[Annotated coordinate records]
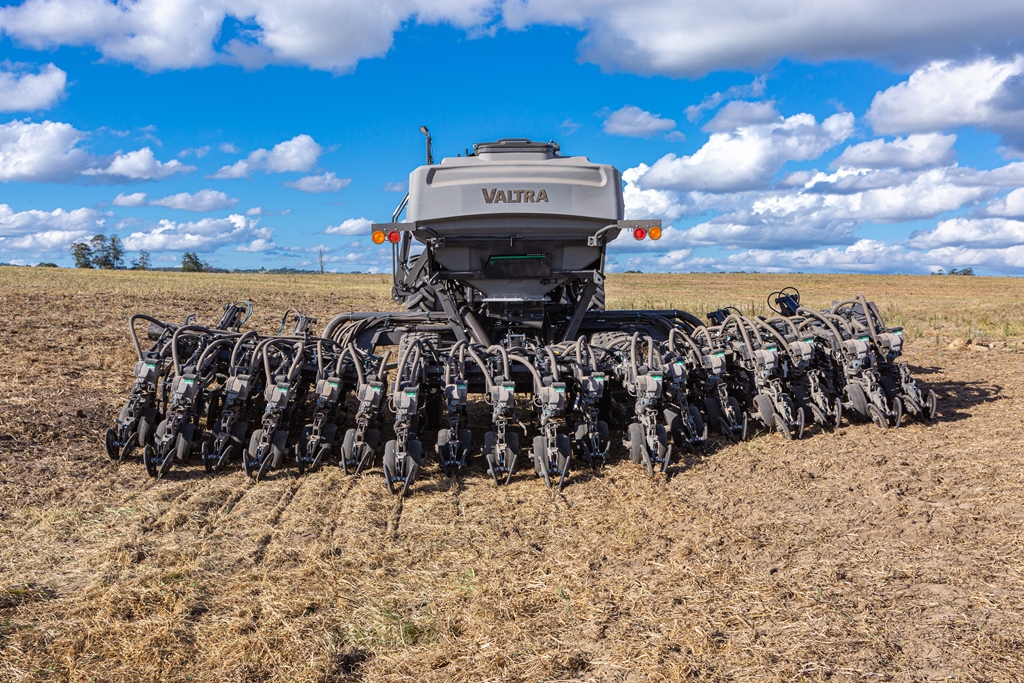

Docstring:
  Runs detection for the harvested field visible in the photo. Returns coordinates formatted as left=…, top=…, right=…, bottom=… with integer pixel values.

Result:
left=0, top=267, right=1024, bottom=683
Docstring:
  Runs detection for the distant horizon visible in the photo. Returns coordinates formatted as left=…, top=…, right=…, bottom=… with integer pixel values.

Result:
left=0, top=0, right=1024, bottom=275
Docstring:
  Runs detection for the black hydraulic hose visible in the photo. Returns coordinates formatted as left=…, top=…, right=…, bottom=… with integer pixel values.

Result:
left=394, top=339, right=423, bottom=392
left=575, top=337, right=597, bottom=373
left=128, top=313, right=174, bottom=360
left=509, top=353, right=544, bottom=393
left=722, top=313, right=754, bottom=358
left=324, top=311, right=447, bottom=338
left=228, top=330, right=259, bottom=368
left=669, top=325, right=703, bottom=360
left=544, top=346, right=558, bottom=382
left=196, top=337, right=234, bottom=375
left=481, top=344, right=512, bottom=380
left=462, top=307, right=490, bottom=346
left=466, top=345, right=495, bottom=393
left=444, top=339, right=466, bottom=384
left=855, top=294, right=886, bottom=346
left=797, top=306, right=843, bottom=342
left=338, top=344, right=367, bottom=386
left=754, top=319, right=790, bottom=352
left=765, top=315, right=800, bottom=337
left=630, top=332, right=640, bottom=380
left=171, top=325, right=211, bottom=375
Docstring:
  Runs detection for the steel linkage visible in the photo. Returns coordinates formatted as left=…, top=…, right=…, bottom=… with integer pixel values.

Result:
left=103, top=138, right=937, bottom=495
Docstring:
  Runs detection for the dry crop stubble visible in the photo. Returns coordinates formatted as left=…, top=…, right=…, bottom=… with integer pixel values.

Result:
left=0, top=268, right=1024, bottom=681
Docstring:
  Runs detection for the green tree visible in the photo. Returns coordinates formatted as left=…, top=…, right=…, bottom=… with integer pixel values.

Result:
left=106, top=234, right=125, bottom=270
left=71, top=242, right=93, bottom=268
left=89, top=234, right=114, bottom=269
left=181, top=251, right=210, bottom=272
left=131, top=249, right=153, bottom=270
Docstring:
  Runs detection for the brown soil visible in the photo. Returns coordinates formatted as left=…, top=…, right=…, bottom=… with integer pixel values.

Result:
left=0, top=268, right=1024, bottom=682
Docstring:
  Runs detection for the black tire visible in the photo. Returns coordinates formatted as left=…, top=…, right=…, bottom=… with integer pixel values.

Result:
left=627, top=422, right=647, bottom=465
left=339, top=429, right=355, bottom=474
left=597, top=420, right=611, bottom=457
left=199, top=439, right=214, bottom=474
left=505, top=432, right=519, bottom=456
left=705, top=396, right=728, bottom=435
left=242, top=429, right=263, bottom=476
left=892, top=396, right=903, bottom=427
left=844, top=384, right=871, bottom=422
left=754, top=393, right=775, bottom=431
left=103, top=429, right=121, bottom=460
left=923, top=389, right=939, bottom=422
left=686, top=405, right=707, bottom=440
left=482, top=432, right=501, bottom=485
left=435, top=429, right=455, bottom=475
left=534, top=436, right=551, bottom=487
left=867, top=403, right=889, bottom=429
left=401, top=440, right=423, bottom=496
left=555, top=434, right=572, bottom=490
left=775, top=413, right=793, bottom=441
left=655, top=425, right=671, bottom=473
left=138, top=408, right=158, bottom=445
left=879, top=375, right=900, bottom=400
left=269, top=429, right=288, bottom=469
left=309, top=423, right=338, bottom=472
left=142, top=443, right=157, bottom=477
left=295, top=425, right=313, bottom=474
left=384, top=439, right=398, bottom=496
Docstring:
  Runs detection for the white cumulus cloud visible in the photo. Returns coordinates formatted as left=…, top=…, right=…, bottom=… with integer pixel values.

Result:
left=909, top=218, right=1024, bottom=249
left=124, top=214, right=273, bottom=252
left=324, top=218, right=373, bottom=234
left=833, top=133, right=956, bottom=169
left=865, top=55, right=1024, bottom=147
left=285, top=171, right=352, bottom=195
left=602, top=104, right=676, bottom=137
left=112, top=193, right=146, bottom=206
left=149, top=189, right=239, bottom=211
left=0, top=62, right=68, bottom=112
left=82, top=147, right=196, bottom=181
left=502, top=0, right=1024, bottom=77
left=211, top=134, right=324, bottom=179
left=0, top=121, right=89, bottom=182
left=0, top=0, right=1024, bottom=77
left=637, top=102, right=854, bottom=193
left=0, top=204, right=104, bottom=254
left=981, top=187, right=1024, bottom=218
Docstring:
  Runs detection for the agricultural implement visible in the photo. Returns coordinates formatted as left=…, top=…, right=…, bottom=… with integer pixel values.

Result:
left=104, top=137, right=936, bottom=494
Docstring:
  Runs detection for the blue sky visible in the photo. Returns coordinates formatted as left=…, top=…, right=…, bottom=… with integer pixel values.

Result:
left=0, top=0, right=1024, bottom=274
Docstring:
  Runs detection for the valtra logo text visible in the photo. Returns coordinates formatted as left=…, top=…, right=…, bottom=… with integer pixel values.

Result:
left=480, top=187, right=548, bottom=204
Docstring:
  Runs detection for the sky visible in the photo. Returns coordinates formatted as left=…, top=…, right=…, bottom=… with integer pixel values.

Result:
left=0, top=0, right=1024, bottom=275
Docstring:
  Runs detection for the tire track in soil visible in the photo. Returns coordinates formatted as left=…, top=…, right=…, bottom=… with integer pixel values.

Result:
left=252, top=478, right=304, bottom=564
left=318, top=474, right=360, bottom=545
left=387, top=495, right=406, bottom=541
left=253, top=472, right=351, bottom=566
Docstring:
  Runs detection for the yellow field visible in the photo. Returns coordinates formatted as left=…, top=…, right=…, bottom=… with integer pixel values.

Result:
left=0, top=267, right=1024, bottom=683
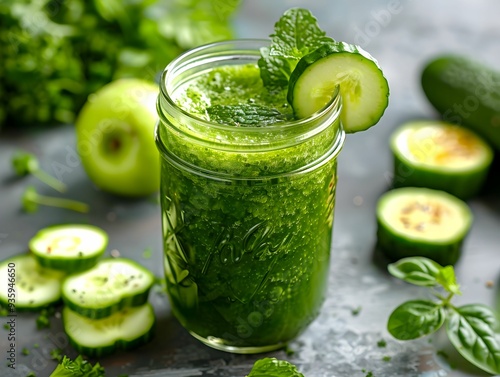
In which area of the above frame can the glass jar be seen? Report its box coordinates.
[156,40,344,353]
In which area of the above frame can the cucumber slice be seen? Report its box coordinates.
[62,303,155,357]
[62,258,155,319]
[0,254,65,312]
[421,55,500,151]
[376,187,472,266]
[288,42,389,133]
[390,121,493,200]
[29,224,108,272]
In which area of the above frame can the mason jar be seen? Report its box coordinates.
[155,40,345,353]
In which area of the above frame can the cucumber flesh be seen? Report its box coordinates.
[288,42,389,133]
[421,55,500,150]
[390,121,493,200]
[62,258,155,319]
[62,303,155,357]
[0,254,65,312]
[376,187,472,265]
[29,224,108,272]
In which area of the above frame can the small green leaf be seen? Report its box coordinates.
[437,266,462,295]
[247,357,304,377]
[446,305,500,374]
[387,257,443,287]
[387,300,446,340]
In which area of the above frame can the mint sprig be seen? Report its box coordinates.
[387,257,500,374]
[258,8,333,93]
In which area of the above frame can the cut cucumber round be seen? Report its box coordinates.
[376,187,472,266]
[0,254,65,312]
[62,303,155,357]
[422,55,500,150]
[62,258,155,319]
[29,224,108,272]
[288,42,389,133]
[390,121,493,200]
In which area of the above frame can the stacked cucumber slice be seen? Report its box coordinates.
[376,187,472,266]
[391,121,493,200]
[0,224,155,356]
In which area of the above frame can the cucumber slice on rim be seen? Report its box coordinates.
[0,254,65,312]
[390,121,493,200]
[62,303,155,357]
[376,187,472,266]
[62,258,155,319]
[288,42,389,133]
[29,224,108,272]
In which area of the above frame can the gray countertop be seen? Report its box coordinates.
[0,0,500,377]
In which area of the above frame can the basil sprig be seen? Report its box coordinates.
[387,257,500,374]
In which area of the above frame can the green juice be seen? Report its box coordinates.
[157,41,342,353]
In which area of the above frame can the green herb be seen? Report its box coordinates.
[142,247,153,259]
[49,355,105,377]
[258,8,333,92]
[206,104,287,127]
[12,150,67,192]
[21,186,89,213]
[50,348,63,361]
[0,0,240,128]
[247,357,304,377]
[387,257,500,374]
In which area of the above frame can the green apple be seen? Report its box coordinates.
[76,79,160,196]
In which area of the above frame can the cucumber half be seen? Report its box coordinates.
[288,42,389,133]
[376,187,472,266]
[0,254,65,312]
[29,224,108,272]
[62,258,155,319]
[390,121,493,200]
[62,303,155,357]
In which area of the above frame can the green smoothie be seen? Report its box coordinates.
[157,39,341,352]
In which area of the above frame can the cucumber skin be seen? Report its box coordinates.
[63,304,156,357]
[287,42,390,133]
[377,221,465,266]
[421,55,500,150]
[376,187,473,266]
[62,287,151,319]
[393,153,489,200]
[32,253,105,274]
[61,259,155,319]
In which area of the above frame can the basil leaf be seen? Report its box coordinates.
[437,266,462,295]
[387,257,443,287]
[387,300,446,340]
[258,8,333,92]
[446,305,500,374]
[247,357,304,377]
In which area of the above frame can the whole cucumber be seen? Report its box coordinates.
[421,55,500,150]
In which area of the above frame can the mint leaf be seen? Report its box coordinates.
[446,305,500,375]
[387,257,443,287]
[387,300,446,340]
[258,8,333,92]
[246,357,304,377]
[206,104,287,127]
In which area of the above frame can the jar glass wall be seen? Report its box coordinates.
[156,40,344,353]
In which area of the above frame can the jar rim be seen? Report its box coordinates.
[157,38,341,133]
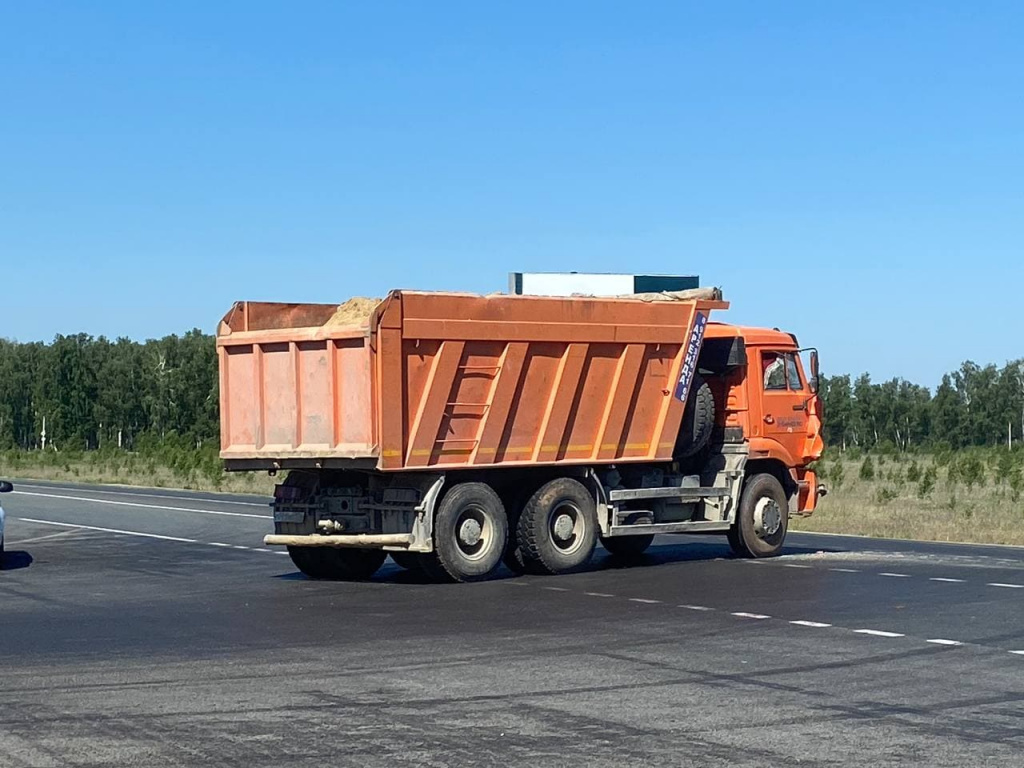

§ **DIRECTIONS**: Reproduce the items starting with the line containing "In which area of the above frame can the basil leaf" and going on through the end of the items, keeping every request, with each box coordinate in the answers offset by -143. Leave the pictures out.

§ **EXERCISE SOLUTION**:
In which area of the above frame can the basil leaf be seen? Report its box coordinates.
[294,123,319,152]
[244,114,300,144]
[244,157,303,197]
[115,-135,190,-51]
[303,162,357,231]
[104,214,161,234]
In which area of the above frame can the whole cucumber be seen? Report its box coordinates.
[278,-88,357,7]
In which area of the above frame can the mint leaf be seen? Report its box coordinates.
[303,162,357,232]
[244,114,300,144]
[244,157,303,197]
[115,-135,190,-51]
[103,214,161,234]
[63,-39,144,-16]
In which area of the above frame can the jar glass wall be seen? Report its box coordinates.
[13,-103,201,210]
In which area of the above frame can the jar rim be seen? Report its box coordinates.
[14,-105,198,-10]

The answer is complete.